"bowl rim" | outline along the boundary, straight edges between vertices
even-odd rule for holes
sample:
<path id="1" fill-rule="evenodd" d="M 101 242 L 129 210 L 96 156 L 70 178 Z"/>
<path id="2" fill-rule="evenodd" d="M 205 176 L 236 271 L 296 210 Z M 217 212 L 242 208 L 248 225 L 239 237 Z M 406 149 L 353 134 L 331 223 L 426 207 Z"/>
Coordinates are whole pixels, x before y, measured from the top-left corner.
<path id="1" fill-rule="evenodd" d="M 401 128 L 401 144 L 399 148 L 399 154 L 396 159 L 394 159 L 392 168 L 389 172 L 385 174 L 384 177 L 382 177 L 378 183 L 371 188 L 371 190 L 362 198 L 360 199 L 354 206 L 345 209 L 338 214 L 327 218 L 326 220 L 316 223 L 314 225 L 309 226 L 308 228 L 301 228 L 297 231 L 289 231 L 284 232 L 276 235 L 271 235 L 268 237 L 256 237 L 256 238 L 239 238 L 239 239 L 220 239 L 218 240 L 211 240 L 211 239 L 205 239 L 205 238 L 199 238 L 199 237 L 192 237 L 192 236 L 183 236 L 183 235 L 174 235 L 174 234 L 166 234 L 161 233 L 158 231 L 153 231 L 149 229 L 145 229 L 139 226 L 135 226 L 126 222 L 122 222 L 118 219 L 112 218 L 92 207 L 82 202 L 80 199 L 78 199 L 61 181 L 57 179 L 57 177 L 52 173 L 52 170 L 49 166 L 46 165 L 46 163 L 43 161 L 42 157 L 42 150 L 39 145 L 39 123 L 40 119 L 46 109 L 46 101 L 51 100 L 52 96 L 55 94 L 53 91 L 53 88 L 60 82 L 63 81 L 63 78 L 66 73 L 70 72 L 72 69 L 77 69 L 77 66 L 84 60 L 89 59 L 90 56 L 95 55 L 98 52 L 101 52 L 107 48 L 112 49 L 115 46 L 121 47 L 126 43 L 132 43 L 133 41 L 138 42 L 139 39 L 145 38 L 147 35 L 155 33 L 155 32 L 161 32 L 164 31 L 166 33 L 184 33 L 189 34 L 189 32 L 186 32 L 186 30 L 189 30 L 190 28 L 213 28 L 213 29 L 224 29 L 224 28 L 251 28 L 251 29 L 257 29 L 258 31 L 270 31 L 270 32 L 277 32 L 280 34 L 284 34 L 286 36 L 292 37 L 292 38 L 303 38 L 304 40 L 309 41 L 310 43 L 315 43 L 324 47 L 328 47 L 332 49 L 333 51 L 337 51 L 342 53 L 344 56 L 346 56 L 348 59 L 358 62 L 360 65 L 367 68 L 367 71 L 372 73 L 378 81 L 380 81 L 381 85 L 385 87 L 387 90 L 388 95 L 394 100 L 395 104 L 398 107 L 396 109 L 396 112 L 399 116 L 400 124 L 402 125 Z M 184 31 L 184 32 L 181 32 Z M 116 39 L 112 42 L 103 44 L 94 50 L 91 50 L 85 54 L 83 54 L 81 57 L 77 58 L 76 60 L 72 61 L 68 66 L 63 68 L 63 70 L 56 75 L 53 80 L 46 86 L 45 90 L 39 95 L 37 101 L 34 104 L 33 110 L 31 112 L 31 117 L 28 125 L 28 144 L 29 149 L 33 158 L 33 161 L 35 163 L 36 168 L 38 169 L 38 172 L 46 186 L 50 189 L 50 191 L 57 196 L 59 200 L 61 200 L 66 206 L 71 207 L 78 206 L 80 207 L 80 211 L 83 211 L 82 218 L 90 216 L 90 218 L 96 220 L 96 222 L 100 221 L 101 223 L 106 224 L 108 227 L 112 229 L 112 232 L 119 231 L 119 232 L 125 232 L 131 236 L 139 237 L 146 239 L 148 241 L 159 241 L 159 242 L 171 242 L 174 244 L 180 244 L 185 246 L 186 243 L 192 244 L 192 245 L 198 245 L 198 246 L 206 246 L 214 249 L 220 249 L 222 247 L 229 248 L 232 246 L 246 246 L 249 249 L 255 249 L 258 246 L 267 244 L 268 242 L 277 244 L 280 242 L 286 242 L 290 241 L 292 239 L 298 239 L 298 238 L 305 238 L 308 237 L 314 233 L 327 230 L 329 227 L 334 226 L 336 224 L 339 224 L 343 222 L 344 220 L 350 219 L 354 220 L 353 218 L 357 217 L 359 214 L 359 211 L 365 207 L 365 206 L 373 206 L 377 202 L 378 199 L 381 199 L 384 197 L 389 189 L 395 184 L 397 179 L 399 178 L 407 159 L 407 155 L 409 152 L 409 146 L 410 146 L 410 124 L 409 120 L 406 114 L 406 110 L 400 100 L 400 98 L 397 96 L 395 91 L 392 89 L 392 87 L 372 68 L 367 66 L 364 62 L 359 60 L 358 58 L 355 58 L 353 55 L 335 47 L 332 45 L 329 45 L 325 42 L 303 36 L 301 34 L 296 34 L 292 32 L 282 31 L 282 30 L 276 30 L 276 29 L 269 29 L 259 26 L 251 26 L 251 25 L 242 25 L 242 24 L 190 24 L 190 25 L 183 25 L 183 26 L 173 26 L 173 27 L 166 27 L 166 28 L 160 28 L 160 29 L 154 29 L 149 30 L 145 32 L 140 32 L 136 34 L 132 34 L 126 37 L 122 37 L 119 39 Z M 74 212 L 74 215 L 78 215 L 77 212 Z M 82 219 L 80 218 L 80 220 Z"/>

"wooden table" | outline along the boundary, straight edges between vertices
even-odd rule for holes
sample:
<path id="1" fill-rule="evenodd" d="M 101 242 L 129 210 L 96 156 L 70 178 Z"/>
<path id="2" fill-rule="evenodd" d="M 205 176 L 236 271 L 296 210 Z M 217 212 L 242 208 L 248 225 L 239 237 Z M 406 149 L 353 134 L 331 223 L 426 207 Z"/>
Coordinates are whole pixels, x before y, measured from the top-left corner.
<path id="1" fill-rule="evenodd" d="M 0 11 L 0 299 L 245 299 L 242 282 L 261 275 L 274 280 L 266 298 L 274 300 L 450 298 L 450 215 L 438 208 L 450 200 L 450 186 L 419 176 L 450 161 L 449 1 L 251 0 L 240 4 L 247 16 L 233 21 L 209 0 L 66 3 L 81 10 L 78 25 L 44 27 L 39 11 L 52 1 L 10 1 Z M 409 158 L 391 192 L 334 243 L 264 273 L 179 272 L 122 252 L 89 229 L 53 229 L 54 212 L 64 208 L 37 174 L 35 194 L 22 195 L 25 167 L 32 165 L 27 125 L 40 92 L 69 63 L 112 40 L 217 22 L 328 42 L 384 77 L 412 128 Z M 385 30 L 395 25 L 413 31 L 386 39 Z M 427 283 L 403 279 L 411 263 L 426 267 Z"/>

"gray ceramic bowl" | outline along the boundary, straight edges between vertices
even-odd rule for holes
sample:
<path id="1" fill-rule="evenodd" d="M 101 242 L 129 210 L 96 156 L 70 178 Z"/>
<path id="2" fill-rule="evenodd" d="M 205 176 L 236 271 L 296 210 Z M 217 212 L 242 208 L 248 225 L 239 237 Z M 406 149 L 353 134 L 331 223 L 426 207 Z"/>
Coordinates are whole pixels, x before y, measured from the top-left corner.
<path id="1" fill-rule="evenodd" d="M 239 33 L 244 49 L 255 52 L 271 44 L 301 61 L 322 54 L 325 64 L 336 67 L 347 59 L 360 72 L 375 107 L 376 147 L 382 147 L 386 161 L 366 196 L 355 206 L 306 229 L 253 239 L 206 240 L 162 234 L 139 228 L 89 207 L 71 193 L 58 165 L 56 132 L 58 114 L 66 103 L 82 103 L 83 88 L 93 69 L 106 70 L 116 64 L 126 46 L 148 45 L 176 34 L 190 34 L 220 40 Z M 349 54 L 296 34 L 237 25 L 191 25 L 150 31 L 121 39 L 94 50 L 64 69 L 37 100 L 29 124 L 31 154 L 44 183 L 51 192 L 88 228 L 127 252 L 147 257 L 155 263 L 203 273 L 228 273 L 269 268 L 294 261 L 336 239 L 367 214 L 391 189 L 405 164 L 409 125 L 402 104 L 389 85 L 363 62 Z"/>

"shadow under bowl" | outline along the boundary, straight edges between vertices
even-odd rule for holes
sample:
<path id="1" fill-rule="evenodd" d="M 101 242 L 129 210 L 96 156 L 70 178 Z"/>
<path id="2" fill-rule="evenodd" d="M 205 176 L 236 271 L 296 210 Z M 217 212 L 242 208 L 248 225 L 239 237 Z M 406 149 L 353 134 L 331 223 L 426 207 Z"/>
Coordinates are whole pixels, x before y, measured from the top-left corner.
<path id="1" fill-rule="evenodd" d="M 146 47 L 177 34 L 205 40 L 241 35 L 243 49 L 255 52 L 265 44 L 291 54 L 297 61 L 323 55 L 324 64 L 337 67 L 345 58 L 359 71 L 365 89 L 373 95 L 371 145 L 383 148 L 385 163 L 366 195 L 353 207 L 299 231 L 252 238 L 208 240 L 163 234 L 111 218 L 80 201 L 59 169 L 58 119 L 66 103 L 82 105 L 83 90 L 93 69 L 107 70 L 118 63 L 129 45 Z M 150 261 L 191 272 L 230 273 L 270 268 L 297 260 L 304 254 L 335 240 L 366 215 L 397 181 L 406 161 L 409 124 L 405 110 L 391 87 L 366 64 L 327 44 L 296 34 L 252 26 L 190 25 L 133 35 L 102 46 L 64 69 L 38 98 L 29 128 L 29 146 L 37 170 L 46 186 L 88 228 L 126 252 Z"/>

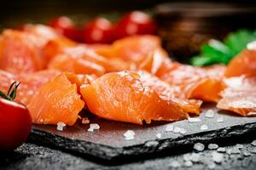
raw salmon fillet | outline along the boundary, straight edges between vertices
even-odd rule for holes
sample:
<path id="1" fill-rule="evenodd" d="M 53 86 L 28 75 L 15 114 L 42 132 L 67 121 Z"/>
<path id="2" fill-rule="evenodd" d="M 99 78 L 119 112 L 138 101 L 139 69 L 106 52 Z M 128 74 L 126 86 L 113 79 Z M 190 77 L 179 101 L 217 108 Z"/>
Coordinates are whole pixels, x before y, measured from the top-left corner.
<path id="1" fill-rule="evenodd" d="M 224 88 L 224 65 L 195 67 L 166 60 L 156 76 L 178 88 L 181 96 L 208 102 L 218 102 L 219 93 Z"/>
<path id="2" fill-rule="evenodd" d="M 161 48 L 158 37 L 132 36 L 115 41 L 111 45 L 90 45 L 96 53 L 108 59 L 118 58 L 154 74 L 161 65 L 167 53 Z"/>
<path id="3" fill-rule="evenodd" d="M 44 84 L 27 105 L 33 123 L 73 125 L 84 102 L 78 94 L 77 85 L 63 72 Z M 71 79 L 73 80 L 73 77 Z"/>
<path id="4" fill-rule="evenodd" d="M 0 70 L 0 90 L 7 93 L 9 85 L 14 82 L 20 82 L 15 101 L 27 105 L 36 95 L 43 84 L 61 74 L 59 71 L 45 70 L 33 73 L 12 73 Z"/>
<path id="5" fill-rule="evenodd" d="M 232 59 L 227 66 L 225 76 L 239 76 L 241 75 L 256 76 L 256 50 L 244 49 Z"/>
<path id="6" fill-rule="evenodd" d="M 78 74 L 103 75 L 106 72 L 128 70 L 131 65 L 118 58 L 107 59 L 84 45 L 64 48 L 52 57 L 48 68 Z"/>
<path id="7" fill-rule="evenodd" d="M 37 37 L 19 31 L 5 30 L 0 37 L 0 69 L 14 74 L 44 68 Z"/>
<path id="8" fill-rule="evenodd" d="M 182 92 L 177 87 L 172 87 L 167 82 L 145 71 L 138 71 L 137 73 L 140 76 L 142 82 L 154 90 L 163 99 L 172 100 L 185 112 L 196 115 L 200 113 L 200 107 L 202 103 L 201 100 L 187 99 L 180 95 Z"/>
<path id="9" fill-rule="evenodd" d="M 227 66 L 227 86 L 217 107 L 244 116 L 256 116 L 256 51 L 244 49 Z"/>
<path id="10" fill-rule="evenodd" d="M 177 121 L 189 116 L 172 100 L 166 100 L 140 81 L 135 72 L 105 74 L 81 94 L 90 112 L 101 117 L 143 124 L 145 121 Z"/>
<path id="11" fill-rule="evenodd" d="M 256 116 L 256 76 L 244 76 L 227 78 L 228 86 L 217 107 L 234 111 L 244 116 Z"/>

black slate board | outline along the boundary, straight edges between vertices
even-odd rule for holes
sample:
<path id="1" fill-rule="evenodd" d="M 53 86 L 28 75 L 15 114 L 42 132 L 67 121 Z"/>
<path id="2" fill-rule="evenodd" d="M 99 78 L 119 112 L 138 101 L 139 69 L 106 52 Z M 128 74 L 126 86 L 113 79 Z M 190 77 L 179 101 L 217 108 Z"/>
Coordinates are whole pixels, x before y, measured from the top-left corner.
<path id="1" fill-rule="evenodd" d="M 207 118 L 205 113 L 212 109 L 215 112 L 213 118 Z M 168 150 L 178 150 L 191 147 L 196 142 L 205 144 L 224 141 L 233 137 L 250 135 L 256 132 L 256 117 L 241 117 L 224 112 L 212 105 L 205 105 L 199 116 L 200 122 L 188 122 L 187 120 L 175 122 L 153 122 L 150 125 L 135 125 L 103 120 L 94 117 L 90 123 L 101 126 L 99 130 L 88 132 L 89 124 L 77 123 L 67 127 L 62 132 L 56 126 L 34 125 L 29 142 L 58 148 L 81 156 L 93 156 L 108 161 L 121 160 L 125 157 L 137 157 Z M 219 116 L 224 122 L 218 122 Z M 172 124 L 187 130 L 185 134 L 166 132 L 166 125 Z M 206 124 L 208 130 L 201 130 Z M 133 140 L 125 140 L 123 134 L 127 130 L 136 133 Z M 156 138 L 160 133 L 161 139 Z"/>

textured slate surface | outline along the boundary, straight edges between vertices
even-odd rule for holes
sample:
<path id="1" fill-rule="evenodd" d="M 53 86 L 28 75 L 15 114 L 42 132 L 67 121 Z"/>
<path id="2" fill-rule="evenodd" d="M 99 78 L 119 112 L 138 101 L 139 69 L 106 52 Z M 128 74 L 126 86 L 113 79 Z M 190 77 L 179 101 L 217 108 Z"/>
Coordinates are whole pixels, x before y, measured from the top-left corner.
<path id="1" fill-rule="evenodd" d="M 205 117 L 208 109 L 216 114 L 213 118 Z M 218 113 L 217 113 L 218 112 Z M 217 122 L 219 116 L 224 122 Z M 231 113 L 224 113 L 206 105 L 200 116 L 201 122 L 188 122 L 187 120 L 176 122 L 154 122 L 150 125 L 134 125 L 131 123 L 106 121 L 93 118 L 91 122 L 100 124 L 101 128 L 95 132 L 87 132 L 88 124 L 77 124 L 67 127 L 64 131 L 56 130 L 56 126 L 34 126 L 29 141 L 71 151 L 82 156 L 93 156 L 103 160 L 121 160 L 124 157 L 137 159 L 137 156 L 156 154 L 158 152 L 174 150 L 177 148 L 191 146 L 196 142 L 222 142 L 242 135 L 253 134 L 256 132 L 256 117 L 241 117 Z M 183 128 L 187 133 L 179 134 L 166 133 L 167 124 Z M 208 130 L 201 131 L 201 126 L 206 124 Z M 135 132 L 134 140 L 125 140 L 123 134 L 126 130 Z M 162 138 L 158 139 L 156 133 L 160 133 Z"/>
<path id="2" fill-rule="evenodd" d="M 254 137 L 255 138 L 255 137 Z M 255 138 L 256 139 L 256 138 Z M 244 152 L 250 152 L 256 147 L 253 147 L 248 141 L 243 144 L 243 148 L 238 154 L 224 154 L 224 159 L 221 163 L 216 163 L 215 170 L 255 170 L 256 169 L 256 154 L 251 154 L 245 156 Z M 237 140 L 236 140 L 237 142 Z M 235 145 L 225 146 L 225 149 L 235 149 Z M 25 144 L 15 151 L 2 155 L 0 154 L 0 169 L 1 170 L 56 170 L 56 169 L 105 169 L 105 170 L 162 170 L 162 169 L 189 169 L 189 170 L 206 170 L 212 162 L 212 153 L 214 150 L 206 150 L 201 152 L 199 162 L 194 162 L 192 167 L 185 167 L 183 156 L 186 153 L 173 154 L 168 153 L 164 157 L 156 157 L 148 160 L 137 160 L 133 162 L 125 162 L 122 165 L 104 165 L 98 162 L 91 162 L 80 156 L 76 156 L 65 153 L 63 151 L 49 149 L 47 147 L 38 146 L 32 144 Z M 189 152 L 192 154 L 192 152 Z M 127 160 L 129 161 L 129 160 Z M 180 167 L 172 168 L 172 162 L 177 161 Z"/>

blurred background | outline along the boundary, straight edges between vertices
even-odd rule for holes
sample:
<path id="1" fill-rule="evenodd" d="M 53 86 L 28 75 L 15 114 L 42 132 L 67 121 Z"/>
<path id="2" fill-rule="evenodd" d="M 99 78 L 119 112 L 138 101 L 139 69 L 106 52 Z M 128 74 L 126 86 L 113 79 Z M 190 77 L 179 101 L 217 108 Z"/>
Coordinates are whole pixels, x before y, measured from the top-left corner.
<path id="1" fill-rule="evenodd" d="M 209 39 L 223 40 L 231 31 L 256 28 L 254 0 L 9 0 L 1 2 L 0 8 L 2 30 L 24 23 L 46 24 L 61 15 L 80 26 L 96 17 L 115 22 L 126 13 L 143 10 L 155 20 L 164 48 L 184 63 Z"/>

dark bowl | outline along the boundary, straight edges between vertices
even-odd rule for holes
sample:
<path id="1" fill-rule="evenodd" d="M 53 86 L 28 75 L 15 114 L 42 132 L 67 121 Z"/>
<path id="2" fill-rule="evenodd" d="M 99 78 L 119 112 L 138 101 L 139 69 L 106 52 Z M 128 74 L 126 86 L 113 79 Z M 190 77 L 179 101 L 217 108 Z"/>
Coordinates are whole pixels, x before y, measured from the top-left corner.
<path id="1" fill-rule="evenodd" d="M 156 6 L 154 13 L 163 46 L 183 63 L 211 38 L 256 28 L 254 3 L 172 3 Z"/>

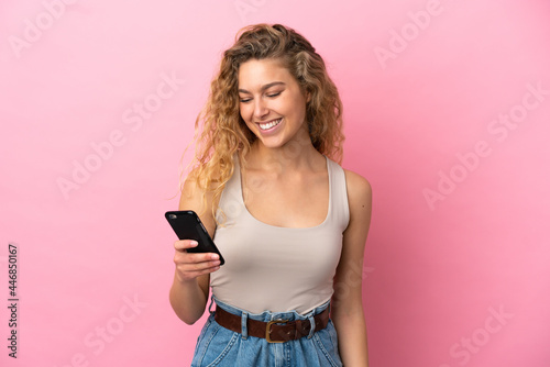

###

** Set exercise **
Rewrite the stretch from the line containing "raw salmon fillet" through the line containing "82 L 15 101" as a two-column CSV with the headers instruction and outline. Put everything up to and including the coordinates note in one quoted instruction field, and put the paths after that note in one quoted outline field, turning line breaks into spaces.

** Task response **
instruction,outline
"raw salmon fillet | outline along the boundary, straight edges between vertices even-odd rule for holes sample: <path id=""1"" fill-rule=""evenodd"" d=""M 53 86 L 28 75 L 15 114 L 42 132 L 67 121 Z""/> <path id=""2"" fill-rule=""evenodd"" d=""M 99 78 L 119 112 L 138 101 L 139 69 L 106 52 Z M 128 74 L 126 86 L 113 79 Z M 190 77 L 179 101 L 217 108 Z""/> Coordinates are whole pixels, x before y, measured from the top-left corner.","<path id=""1"" fill-rule=""evenodd"" d=""M 224 88 L 224 65 L 195 67 L 166 60 L 156 76 L 178 88 L 181 96 L 208 102 L 218 102 L 219 93 Z""/> <path id=""2"" fill-rule=""evenodd"" d=""M 161 48 L 158 37 L 132 36 L 115 41 L 111 45 L 90 45 L 96 53 L 108 59 L 118 58 L 154 74 L 161 65 L 167 53 Z""/> <path id=""3"" fill-rule=""evenodd"" d=""M 44 84 L 27 105 L 33 123 L 73 125 L 84 102 L 78 94 L 77 85 L 63 72 Z M 71 79 L 73 80 L 73 77 Z""/> <path id=""4"" fill-rule=""evenodd"" d=""M 0 70 L 0 90 L 7 93 L 9 85 L 14 82 L 20 82 L 15 101 L 27 105 L 36 95 L 43 84 L 61 74 L 59 71 L 45 70 L 33 73 L 12 73 Z""/>"